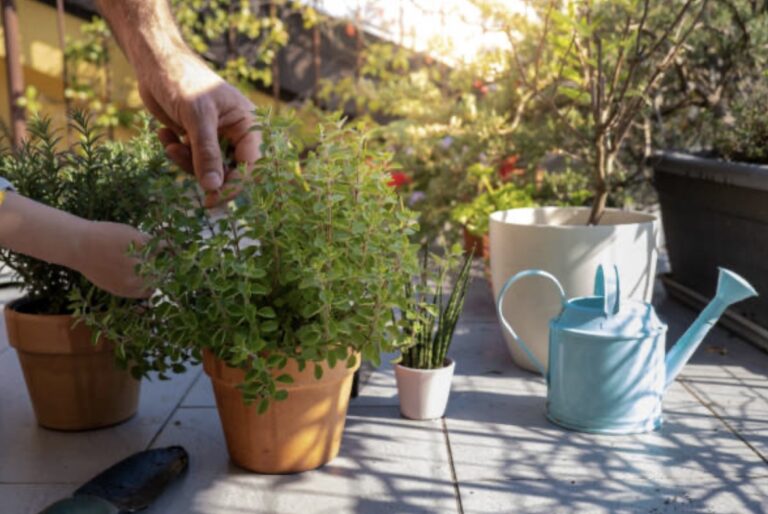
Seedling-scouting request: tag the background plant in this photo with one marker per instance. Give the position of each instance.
(743, 136)
(95, 179)
(613, 56)
(239, 38)
(90, 84)
(433, 320)
(475, 215)
(306, 265)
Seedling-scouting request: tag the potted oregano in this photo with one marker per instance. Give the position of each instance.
(74, 384)
(281, 293)
(424, 371)
(713, 204)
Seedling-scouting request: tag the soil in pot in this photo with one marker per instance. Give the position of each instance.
(299, 433)
(72, 383)
(424, 392)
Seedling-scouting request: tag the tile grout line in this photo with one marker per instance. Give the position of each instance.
(174, 411)
(722, 420)
(454, 476)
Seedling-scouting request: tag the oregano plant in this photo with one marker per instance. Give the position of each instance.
(306, 264)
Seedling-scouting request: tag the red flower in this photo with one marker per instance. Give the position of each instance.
(508, 167)
(399, 179)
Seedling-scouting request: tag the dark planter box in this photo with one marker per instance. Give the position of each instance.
(715, 213)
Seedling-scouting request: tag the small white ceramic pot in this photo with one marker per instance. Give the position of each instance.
(424, 392)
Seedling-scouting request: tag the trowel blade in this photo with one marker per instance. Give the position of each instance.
(135, 482)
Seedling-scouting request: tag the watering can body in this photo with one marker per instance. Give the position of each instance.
(608, 369)
(605, 385)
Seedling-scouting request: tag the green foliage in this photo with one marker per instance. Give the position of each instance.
(96, 180)
(239, 25)
(432, 321)
(724, 60)
(92, 89)
(475, 215)
(306, 264)
(613, 56)
(744, 137)
(564, 189)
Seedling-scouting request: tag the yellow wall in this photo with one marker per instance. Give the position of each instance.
(42, 63)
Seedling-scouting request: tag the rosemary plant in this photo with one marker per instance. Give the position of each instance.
(434, 319)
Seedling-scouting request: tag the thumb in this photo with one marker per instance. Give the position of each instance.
(206, 154)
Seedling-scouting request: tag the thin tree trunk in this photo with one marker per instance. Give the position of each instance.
(14, 71)
(64, 68)
(108, 83)
(316, 42)
(358, 41)
(275, 62)
(603, 164)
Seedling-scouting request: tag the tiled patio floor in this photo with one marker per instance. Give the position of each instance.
(493, 453)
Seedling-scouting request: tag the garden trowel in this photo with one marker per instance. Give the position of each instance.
(130, 485)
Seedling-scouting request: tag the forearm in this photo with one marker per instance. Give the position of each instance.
(145, 30)
(40, 231)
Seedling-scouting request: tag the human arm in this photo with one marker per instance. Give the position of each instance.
(195, 104)
(96, 249)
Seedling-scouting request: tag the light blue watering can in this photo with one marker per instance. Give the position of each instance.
(607, 365)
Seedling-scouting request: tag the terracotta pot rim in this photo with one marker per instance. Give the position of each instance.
(330, 374)
(451, 364)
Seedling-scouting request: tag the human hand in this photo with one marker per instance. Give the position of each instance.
(197, 106)
(103, 258)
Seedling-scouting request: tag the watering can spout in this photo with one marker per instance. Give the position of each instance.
(731, 288)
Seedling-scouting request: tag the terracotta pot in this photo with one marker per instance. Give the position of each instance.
(424, 393)
(72, 383)
(472, 241)
(300, 433)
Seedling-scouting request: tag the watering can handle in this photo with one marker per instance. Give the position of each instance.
(607, 286)
(500, 303)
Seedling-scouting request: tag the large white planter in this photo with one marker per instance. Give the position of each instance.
(424, 392)
(558, 240)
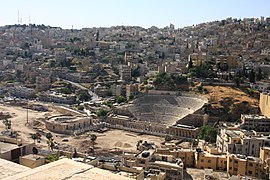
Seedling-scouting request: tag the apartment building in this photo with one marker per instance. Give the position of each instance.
(235, 141)
(265, 104)
(255, 122)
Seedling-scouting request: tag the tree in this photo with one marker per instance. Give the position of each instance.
(237, 81)
(190, 64)
(259, 75)
(252, 76)
(121, 99)
(34, 137)
(93, 138)
(50, 142)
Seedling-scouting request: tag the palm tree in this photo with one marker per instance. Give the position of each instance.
(93, 138)
(50, 142)
(34, 137)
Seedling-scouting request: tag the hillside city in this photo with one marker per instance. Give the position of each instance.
(127, 102)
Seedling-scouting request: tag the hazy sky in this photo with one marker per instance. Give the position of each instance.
(146, 13)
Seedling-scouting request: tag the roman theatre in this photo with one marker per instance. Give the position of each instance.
(161, 113)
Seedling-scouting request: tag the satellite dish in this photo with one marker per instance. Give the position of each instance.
(34, 150)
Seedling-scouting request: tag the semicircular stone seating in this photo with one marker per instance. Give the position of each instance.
(165, 109)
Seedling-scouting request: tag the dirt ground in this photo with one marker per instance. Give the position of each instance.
(218, 93)
(109, 141)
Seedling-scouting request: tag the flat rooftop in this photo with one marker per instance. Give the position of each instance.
(66, 169)
(8, 168)
(4, 147)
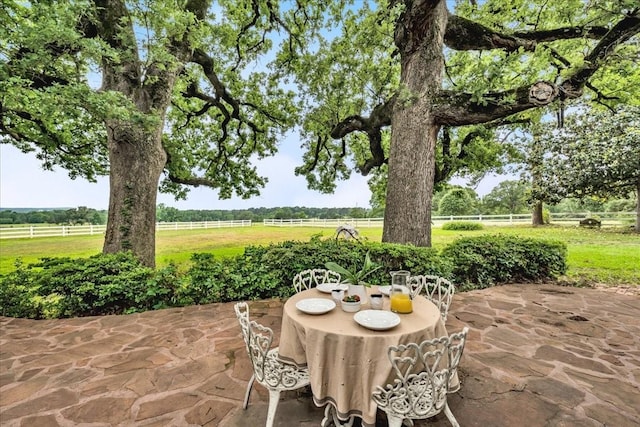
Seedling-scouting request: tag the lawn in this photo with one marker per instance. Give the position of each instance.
(594, 255)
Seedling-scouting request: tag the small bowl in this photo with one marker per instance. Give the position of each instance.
(350, 307)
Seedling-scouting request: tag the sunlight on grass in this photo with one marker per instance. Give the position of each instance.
(594, 255)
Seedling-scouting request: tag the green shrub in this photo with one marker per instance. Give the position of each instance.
(268, 271)
(118, 283)
(462, 225)
(101, 284)
(484, 261)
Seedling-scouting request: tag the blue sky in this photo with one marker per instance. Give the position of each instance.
(23, 183)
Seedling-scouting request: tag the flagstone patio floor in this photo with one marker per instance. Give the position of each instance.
(536, 355)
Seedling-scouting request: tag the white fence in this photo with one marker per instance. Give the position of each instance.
(78, 230)
(607, 218)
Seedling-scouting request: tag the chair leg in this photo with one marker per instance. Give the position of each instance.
(274, 399)
(394, 421)
(450, 416)
(246, 395)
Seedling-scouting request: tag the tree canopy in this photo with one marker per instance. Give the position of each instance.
(192, 91)
(595, 153)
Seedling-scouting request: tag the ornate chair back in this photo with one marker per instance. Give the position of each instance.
(268, 370)
(436, 289)
(423, 372)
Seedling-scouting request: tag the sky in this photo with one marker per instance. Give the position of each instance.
(24, 184)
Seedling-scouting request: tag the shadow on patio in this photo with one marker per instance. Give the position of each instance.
(537, 355)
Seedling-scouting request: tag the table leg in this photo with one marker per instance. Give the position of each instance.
(331, 416)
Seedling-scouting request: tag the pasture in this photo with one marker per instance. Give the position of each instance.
(609, 256)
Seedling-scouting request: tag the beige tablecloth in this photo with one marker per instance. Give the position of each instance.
(347, 361)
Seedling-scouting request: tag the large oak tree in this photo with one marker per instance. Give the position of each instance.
(193, 90)
(521, 55)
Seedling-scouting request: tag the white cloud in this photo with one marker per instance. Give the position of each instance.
(23, 183)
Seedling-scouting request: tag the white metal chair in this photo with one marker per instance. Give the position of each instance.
(423, 372)
(311, 278)
(436, 289)
(274, 375)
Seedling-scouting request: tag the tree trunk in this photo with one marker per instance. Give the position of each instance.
(136, 161)
(536, 215)
(420, 38)
(637, 228)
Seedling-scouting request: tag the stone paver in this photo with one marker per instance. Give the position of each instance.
(537, 355)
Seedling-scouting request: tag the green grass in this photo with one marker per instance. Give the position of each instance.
(594, 255)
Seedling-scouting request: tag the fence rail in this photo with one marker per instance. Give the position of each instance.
(607, 218)
(79, 230)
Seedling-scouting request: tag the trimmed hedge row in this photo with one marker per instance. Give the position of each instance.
(118, 283)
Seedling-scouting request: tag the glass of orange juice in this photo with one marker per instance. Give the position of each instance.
(400, 302)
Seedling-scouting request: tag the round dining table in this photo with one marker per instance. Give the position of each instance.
(346, 361)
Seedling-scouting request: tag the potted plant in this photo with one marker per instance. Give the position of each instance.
(351, 303)
(356, 276)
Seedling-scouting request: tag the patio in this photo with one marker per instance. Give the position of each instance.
(537, 355)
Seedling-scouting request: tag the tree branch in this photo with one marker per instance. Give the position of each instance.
(457, 109)
(380, 117)
(464, 34)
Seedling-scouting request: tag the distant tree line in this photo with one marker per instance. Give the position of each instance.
(76, 216)
(508, 197)
(169, 214)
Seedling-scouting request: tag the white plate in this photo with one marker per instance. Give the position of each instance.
(378, 320)
(328, 287)
(315, 305)
(385, 290)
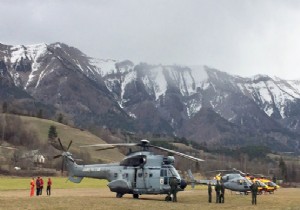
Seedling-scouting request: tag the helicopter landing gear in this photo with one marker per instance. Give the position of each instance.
(119, 195)
(136, 196)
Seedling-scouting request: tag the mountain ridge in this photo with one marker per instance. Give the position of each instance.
(149, 98)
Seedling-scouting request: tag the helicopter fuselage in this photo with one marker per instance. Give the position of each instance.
(139, 173)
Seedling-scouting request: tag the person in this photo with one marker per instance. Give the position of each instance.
(41, 185)
(32, 187)
(37, 186)
(254, 189)
(218, 191)
(49, 183)
(274, 179)
(173, 191)
(222, 193)
(209, 192)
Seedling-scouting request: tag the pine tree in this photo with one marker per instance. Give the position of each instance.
(52, 133)
(283, 168)
(60, 118)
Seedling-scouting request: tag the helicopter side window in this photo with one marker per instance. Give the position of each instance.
(163, 173)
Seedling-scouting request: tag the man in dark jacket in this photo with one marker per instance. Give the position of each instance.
(173, 190)
(218, 191)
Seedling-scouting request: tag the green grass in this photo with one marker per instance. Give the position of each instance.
(23, 183)
(79, 138)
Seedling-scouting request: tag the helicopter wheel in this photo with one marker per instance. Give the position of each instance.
(119, 195)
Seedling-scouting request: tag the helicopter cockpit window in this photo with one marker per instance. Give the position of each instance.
(134, 161)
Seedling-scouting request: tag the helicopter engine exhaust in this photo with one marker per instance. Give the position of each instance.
(183, 184)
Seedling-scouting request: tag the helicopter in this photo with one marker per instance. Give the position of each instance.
(232, 181)
(141, 172)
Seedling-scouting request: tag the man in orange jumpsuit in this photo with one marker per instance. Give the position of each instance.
(49, 183)
(32, 187)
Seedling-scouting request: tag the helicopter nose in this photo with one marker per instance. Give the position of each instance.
(183, 184)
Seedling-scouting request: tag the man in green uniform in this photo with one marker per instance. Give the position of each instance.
(254, 189)
(173, 185)
(209, 192)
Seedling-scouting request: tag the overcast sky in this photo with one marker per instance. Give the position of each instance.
(242, 37)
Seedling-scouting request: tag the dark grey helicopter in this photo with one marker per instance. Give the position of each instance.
(141, 172)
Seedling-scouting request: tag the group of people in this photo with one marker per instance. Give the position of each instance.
(38, 185)
(220, 192)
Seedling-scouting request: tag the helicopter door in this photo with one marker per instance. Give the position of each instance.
(142, 178)
(164, 179)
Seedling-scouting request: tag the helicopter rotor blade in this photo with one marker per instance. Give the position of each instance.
(11, 148)
(105, 148)
(111, 145)
(178, 153)
(57, 156)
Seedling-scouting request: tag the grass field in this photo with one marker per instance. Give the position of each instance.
(93, 194)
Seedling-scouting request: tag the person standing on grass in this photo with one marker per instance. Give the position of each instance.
(41, 185)
(37, 186)
(49, 183)
(173, 191)
(209, 192)
(254, 190)
(218, 191)
(32, 187)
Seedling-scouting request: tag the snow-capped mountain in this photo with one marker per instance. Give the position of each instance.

> **Problem description**: Echo the items word for word, starting with the line that contains "Seedling-scouting request: tag the grass" and going on through the end of the items, with both ends included.

> **Result for this task**:
Seedling-scouting request: tag the grass field in this photo with one marker per instance. Give the position of each instance.
(93, 194)
Seedling-scouting request: tag the person standing on grass in this photo with one marker per instance. Give the position of each instance.
(41, 185)
(37, 186)
(49, 183)
(173, 191)
(209, 192)
(254, 190)
(218, 191)
(32, 187)
Seedling-scouting request: tag the snow-capped mountain in this photo with one marker per instance. Give the position of each instance.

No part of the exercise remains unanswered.